Data shown:
* BEGIN *

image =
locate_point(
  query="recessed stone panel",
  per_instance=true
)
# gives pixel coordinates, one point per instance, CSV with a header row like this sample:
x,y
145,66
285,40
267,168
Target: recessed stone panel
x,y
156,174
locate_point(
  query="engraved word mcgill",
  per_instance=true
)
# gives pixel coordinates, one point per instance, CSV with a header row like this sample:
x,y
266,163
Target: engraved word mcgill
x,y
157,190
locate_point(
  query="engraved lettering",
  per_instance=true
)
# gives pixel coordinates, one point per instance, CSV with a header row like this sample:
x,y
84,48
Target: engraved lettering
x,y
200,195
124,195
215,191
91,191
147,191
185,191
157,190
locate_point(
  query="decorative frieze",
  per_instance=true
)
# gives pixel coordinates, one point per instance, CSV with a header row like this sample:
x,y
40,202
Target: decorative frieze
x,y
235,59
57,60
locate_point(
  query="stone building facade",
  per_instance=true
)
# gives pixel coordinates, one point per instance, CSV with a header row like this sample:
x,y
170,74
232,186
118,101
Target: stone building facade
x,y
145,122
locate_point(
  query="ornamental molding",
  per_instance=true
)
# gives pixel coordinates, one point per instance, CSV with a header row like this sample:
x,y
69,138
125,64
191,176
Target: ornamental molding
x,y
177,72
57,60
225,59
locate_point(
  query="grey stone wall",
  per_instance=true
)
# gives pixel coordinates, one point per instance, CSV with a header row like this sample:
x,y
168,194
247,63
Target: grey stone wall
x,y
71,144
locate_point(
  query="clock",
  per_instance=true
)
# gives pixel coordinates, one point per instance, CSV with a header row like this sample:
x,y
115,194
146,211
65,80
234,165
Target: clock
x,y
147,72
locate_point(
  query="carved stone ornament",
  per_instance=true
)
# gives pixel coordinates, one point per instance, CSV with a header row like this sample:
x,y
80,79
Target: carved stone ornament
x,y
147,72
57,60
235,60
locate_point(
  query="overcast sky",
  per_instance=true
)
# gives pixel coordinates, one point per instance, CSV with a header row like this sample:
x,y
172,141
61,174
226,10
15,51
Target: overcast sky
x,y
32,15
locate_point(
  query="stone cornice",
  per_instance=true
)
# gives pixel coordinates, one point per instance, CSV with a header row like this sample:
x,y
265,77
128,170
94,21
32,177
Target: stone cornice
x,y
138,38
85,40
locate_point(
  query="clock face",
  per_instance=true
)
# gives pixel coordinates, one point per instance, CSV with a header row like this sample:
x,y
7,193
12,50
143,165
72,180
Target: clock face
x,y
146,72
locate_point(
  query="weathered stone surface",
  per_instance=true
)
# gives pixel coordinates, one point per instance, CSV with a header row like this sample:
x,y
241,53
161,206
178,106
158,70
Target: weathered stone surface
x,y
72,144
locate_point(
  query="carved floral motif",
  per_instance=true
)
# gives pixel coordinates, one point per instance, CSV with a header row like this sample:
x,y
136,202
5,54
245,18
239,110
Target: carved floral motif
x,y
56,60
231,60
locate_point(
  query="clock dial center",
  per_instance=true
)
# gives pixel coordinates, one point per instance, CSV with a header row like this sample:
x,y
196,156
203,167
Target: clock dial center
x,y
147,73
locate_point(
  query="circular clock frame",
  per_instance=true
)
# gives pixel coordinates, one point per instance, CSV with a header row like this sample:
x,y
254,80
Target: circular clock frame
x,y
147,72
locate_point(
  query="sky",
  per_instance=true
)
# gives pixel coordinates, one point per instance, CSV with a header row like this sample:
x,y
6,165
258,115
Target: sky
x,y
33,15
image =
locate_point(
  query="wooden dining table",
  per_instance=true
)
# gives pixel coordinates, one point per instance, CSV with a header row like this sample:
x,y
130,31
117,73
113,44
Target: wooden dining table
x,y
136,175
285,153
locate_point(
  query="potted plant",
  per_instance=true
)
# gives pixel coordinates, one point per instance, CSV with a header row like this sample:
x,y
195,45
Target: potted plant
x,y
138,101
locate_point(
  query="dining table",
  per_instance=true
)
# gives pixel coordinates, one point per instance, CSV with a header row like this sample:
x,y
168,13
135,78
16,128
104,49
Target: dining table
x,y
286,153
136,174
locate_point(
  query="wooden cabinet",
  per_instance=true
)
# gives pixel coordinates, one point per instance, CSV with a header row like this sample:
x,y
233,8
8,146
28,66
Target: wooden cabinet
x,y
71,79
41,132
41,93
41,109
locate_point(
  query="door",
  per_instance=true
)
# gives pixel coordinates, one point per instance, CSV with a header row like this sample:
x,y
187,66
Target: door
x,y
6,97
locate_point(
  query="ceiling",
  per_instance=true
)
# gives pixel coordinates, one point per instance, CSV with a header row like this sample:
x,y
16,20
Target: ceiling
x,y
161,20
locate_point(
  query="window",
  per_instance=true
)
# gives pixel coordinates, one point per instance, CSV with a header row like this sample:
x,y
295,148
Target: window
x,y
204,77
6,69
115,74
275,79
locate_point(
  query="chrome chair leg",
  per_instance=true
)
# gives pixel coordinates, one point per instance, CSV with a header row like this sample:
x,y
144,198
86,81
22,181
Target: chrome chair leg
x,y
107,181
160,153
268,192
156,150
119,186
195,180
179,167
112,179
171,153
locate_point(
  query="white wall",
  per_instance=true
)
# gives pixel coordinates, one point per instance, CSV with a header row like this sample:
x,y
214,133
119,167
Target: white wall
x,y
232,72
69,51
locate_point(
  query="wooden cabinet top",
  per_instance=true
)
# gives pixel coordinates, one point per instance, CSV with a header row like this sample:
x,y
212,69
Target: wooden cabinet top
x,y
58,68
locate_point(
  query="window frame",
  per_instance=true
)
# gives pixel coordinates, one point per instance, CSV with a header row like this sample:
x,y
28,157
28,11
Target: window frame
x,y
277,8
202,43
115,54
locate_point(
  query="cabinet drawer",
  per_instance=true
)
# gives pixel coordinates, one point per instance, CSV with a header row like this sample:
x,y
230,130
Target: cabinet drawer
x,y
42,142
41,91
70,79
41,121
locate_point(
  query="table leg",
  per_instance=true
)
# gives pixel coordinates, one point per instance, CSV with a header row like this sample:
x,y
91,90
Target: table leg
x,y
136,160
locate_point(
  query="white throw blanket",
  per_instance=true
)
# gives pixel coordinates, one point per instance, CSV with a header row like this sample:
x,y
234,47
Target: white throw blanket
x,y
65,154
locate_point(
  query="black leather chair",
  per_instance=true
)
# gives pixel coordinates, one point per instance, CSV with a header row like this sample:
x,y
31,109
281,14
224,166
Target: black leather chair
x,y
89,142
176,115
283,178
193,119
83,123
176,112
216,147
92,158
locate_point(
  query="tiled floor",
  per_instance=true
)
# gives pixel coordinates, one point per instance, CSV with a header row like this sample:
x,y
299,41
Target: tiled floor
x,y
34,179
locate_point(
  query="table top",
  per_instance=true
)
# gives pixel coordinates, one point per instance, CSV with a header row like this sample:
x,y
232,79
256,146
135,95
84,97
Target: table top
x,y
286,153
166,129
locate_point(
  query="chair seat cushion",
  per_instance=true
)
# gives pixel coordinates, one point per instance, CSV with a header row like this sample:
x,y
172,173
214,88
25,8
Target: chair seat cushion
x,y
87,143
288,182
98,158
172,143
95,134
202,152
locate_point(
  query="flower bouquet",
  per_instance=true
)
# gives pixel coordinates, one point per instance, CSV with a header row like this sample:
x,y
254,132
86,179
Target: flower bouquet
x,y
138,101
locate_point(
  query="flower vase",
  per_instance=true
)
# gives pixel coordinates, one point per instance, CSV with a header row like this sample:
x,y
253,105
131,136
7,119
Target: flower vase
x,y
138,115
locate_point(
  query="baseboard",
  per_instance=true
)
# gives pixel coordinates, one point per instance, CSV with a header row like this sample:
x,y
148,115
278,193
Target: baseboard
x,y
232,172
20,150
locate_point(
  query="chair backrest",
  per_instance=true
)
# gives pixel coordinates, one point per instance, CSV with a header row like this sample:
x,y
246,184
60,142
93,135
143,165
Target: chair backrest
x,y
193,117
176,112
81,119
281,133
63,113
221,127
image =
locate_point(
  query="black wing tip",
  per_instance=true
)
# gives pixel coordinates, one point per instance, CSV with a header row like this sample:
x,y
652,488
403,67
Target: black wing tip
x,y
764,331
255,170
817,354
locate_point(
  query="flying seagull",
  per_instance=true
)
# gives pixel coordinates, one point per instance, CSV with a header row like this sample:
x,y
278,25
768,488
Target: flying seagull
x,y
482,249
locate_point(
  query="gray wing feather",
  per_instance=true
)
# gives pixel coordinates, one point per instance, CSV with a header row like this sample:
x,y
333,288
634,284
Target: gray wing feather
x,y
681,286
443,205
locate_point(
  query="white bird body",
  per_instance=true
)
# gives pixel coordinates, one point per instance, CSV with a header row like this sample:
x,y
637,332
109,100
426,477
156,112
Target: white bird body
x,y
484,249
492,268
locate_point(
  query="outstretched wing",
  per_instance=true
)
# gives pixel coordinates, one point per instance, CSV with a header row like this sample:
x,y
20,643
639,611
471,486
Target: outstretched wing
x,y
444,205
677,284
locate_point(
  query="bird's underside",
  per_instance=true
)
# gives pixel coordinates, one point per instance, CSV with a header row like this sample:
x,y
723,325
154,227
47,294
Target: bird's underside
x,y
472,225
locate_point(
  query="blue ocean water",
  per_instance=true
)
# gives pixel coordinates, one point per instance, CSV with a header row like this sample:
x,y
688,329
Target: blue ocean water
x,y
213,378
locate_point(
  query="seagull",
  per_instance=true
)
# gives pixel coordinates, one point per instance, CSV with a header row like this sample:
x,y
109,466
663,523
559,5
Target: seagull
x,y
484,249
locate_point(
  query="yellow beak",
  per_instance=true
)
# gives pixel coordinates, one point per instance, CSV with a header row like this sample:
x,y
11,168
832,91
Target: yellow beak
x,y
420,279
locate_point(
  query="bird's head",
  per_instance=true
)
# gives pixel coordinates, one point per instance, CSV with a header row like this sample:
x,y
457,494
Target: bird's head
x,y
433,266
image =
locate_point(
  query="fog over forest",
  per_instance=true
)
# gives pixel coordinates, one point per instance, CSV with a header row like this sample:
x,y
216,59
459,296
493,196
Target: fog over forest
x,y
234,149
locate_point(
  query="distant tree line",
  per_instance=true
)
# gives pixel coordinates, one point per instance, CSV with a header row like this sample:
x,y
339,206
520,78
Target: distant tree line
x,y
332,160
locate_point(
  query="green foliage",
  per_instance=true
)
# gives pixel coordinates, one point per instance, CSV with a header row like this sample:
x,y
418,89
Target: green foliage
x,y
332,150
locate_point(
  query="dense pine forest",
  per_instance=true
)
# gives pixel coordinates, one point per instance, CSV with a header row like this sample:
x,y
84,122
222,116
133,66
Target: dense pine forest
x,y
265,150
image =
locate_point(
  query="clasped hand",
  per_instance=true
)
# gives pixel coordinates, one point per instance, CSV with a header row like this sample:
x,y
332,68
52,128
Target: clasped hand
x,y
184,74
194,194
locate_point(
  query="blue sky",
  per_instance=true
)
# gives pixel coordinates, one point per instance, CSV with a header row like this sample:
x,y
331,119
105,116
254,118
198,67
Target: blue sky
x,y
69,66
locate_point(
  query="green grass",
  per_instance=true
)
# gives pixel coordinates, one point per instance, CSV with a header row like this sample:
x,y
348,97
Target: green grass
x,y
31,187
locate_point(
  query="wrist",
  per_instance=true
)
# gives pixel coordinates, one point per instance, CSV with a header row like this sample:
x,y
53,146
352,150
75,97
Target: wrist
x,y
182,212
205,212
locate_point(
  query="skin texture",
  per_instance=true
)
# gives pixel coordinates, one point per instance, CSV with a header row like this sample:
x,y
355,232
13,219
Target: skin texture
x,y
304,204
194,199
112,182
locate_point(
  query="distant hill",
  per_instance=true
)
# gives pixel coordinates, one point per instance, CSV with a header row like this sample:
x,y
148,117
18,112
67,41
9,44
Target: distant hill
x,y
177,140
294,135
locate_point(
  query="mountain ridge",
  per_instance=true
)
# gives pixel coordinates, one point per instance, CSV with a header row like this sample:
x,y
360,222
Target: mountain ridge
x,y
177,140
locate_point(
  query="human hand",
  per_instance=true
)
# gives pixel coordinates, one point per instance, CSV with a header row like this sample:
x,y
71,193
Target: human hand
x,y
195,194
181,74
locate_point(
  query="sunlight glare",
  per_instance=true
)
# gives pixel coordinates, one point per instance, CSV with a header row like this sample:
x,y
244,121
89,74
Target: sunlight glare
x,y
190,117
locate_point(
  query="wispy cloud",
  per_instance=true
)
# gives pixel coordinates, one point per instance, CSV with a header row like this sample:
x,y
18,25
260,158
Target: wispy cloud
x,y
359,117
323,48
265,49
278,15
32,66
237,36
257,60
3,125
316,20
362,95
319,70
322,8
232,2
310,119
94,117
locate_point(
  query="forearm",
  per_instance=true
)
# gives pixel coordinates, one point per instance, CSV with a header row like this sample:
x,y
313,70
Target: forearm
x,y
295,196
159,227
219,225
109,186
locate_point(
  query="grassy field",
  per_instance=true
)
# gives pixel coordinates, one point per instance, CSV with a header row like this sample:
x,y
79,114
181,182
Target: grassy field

* END *

Short problem: Show each line from the entries above that contains the string "surface". Case counts.

Expected answer:
  query="weathered stone surface",
Target: weathered stone surface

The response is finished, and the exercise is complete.